→ **EXCERPTED DATA**:
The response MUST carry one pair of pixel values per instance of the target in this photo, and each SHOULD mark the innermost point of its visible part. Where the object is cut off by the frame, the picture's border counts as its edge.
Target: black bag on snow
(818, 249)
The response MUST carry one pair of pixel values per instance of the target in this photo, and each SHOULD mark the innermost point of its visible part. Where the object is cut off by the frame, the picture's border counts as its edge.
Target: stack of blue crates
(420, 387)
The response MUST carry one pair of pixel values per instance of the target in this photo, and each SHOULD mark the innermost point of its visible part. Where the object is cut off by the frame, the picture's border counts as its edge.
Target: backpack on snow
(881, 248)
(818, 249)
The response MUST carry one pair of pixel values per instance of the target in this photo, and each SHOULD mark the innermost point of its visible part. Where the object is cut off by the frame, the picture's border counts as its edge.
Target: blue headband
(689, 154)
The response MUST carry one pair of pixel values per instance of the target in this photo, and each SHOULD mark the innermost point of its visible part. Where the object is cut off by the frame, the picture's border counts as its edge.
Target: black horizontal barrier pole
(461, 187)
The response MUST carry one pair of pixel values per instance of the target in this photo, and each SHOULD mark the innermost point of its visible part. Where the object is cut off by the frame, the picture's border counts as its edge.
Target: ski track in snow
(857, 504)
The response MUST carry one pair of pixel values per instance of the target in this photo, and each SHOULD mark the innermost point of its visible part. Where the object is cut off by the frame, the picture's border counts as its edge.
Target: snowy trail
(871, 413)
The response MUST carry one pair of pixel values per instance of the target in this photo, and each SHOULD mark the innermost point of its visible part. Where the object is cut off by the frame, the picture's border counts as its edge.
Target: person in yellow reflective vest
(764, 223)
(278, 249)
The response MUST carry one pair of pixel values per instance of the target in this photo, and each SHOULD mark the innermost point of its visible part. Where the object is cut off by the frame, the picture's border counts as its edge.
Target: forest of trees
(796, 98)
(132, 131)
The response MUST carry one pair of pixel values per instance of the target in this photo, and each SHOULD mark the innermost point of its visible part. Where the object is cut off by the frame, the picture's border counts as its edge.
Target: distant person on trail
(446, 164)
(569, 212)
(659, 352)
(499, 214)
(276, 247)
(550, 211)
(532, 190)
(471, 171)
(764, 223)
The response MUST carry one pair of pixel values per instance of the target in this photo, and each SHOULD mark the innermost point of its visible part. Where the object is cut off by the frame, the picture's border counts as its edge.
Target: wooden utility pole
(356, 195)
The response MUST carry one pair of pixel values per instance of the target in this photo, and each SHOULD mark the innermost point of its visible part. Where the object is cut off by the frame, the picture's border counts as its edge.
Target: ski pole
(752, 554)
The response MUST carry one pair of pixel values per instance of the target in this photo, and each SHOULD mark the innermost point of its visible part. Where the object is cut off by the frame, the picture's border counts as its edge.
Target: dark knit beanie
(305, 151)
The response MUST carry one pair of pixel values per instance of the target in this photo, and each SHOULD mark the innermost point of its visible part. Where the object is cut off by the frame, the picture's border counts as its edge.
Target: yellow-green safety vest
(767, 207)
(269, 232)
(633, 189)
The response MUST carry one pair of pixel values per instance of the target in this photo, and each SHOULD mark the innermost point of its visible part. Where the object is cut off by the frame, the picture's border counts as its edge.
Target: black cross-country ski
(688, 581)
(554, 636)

→ **STATED TASK**: The records above should be returned exactly.

→ **WRITTEN RESPONSE**:
The response MUST carry one pair of pixel values per instance of the target in this photo, and each SHOULD mark the innermost point of its visible part. Where the object is cut off by the frame, the picture's border counts as its edge.
Target: black bag on snow
(818, 249)
The response MUST carry one pair of pixel values per instance of the target in this photo, and each SHOULD mark the innermost point of its visible part. Where the object is cut off by the frame, the picture's border counts as its edge.
Target: stack of blue crates
(420, 387)
The response MUST carry one pair of pixel values per instance of the target in this photo, and each SHOULD mark the innermost point of its visible part. Where the object is cut off by the frame, the picture's border counts as its edge.
Target: backpack on snow
(881, 248)
(818, 249)
The response MUST carry one pair of pixel values per instance of the target in this photo, and each SHOULD mark the innermost point of its visible part. Where the object is cut off by the frame, the picture's border counts as its edge.
Target: blue headband
(689, 154)
The response MUST carry one pair of pixel values per instance of the target in this photo, and each SHOULD mark the innermost point of its visible part. Where the object is cut off by the frame, the picture's border counts as its edge.
Target: black horizontal barrier pole
(461, 187)
The response MUST carry one pair of pixel values per instance of the target in this photo, and each SHOULD mark the innermost point of its visible part. Where the object is cut off by the frame, the picture's border counts as its edge.
Target: ski track in snow
(857, 504)
The response MUST carry one pair of pixel values per instance of the target in this photo, and each SHOULD mark the innermost point of its visible part. Where the object is cut off by the frame, the picture's border counts as its edge.
Target: snowy trail
(871, 413)
The response MUST carry one pair of pixel values per instance of the target in this photo, and each SHOULD mark the innermost point of its visible part. Where the object is cut off by the frame, the picture's border counts as its edge.
Target: person in yellow reflective vest
(764, 223)
(278, 249)
The response MUST carry one pair of pixel values per instance of the target in this photo, and each SHOULD mark the innermost point of its visible part. Where the object is cut off by the frame, the picture's border counts as its edge.
Target: forest of trees
(796, 98)
(132, 131)
The response MUST carry one pair of pixel values per instance of the target in this photo, and each SHOULD mark the innermost point of its visible part. Where the object is cut off by the frame, the picture's border counts as its edge.
Target: distant person on trail
(446, 164)
(569, 212)
(659, 352)
(499, 214)
(276, 247)
(550, 211)
(532, 190)
(471, 171)
(764, 223)
The response MUST carry one pair of pixel values per instance of the target in this photo, and each SHOULD mark the innermost point of its visible part. Where the object is cut off by the frame, the picture's border counts as its edge.
Target: wooden utility pole
(356, 195)
The response MUST carry one pair of pixel values per instance of the target in this photo, and each SHOULD mark the innermost point of its visible part. Where the object is cut off by the frame, the picture's border counts as its edge.
Target: ski pole
(752, 554)
The response MUST carry one pair of pixel values per instance of the target in this photo, and each SHOULD mark the innermost point of its visible part. Where the object is cut off by the frame, the picture's border counts as its edge.
Target: dark knit beanie
(305, 151)
The response MUST carry one pair of pixel values per instance of the target in this photo, and each SHOULD mark the innermost point of its visible part. Where the object is cut off by the frame, the picture's border counts as its edge.
Target: yellow-green safety vest
(767, 207)
(269, 232)
(633, 189)
The response MUST carry one pair of pixel values per instance of the target in this photo, and each SHOULD mark the innermost point of its visible part. Where the object is cut off by the frame, the picture's border counts as its edge.
Target: black cross-country ski
(688, 581)
(554, 636)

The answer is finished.